WRITTEN REQUEST: Reproduce everything from the line containing "the child's dark" down to the end of the records, changing "dark hair" to "black hair" and leaving all else as it stands.

[Point annotation dataset records]

▶

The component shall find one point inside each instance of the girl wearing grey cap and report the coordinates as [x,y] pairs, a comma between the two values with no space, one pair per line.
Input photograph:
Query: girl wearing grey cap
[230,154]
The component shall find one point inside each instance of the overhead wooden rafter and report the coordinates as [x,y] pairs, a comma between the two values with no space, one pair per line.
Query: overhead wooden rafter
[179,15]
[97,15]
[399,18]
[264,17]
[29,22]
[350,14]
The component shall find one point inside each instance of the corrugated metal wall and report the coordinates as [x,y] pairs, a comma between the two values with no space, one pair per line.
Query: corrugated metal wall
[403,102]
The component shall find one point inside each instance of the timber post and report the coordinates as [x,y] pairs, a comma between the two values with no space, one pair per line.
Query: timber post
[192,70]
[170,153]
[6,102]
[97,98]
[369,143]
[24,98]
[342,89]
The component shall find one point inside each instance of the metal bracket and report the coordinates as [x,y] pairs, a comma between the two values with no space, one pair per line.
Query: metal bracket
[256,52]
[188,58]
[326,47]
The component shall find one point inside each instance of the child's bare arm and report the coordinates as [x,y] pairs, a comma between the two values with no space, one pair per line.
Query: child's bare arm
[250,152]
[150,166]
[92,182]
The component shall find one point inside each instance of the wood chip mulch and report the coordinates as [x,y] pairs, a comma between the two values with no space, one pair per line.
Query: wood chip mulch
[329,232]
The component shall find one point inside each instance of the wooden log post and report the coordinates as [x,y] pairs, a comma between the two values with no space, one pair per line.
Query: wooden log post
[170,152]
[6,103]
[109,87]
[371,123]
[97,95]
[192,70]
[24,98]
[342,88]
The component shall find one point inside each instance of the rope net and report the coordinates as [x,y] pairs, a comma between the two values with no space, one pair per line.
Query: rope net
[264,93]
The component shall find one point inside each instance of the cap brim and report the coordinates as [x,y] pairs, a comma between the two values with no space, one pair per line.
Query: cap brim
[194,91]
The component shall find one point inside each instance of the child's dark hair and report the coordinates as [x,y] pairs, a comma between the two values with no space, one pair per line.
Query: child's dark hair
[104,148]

◀

TASK RESULT:
The component shall find one point inside each instance of the child's black hair and report the coordinates as [x,y] pairs, a comma between the two values with no space, one pair per line.
Query: child's black hair
[104,148]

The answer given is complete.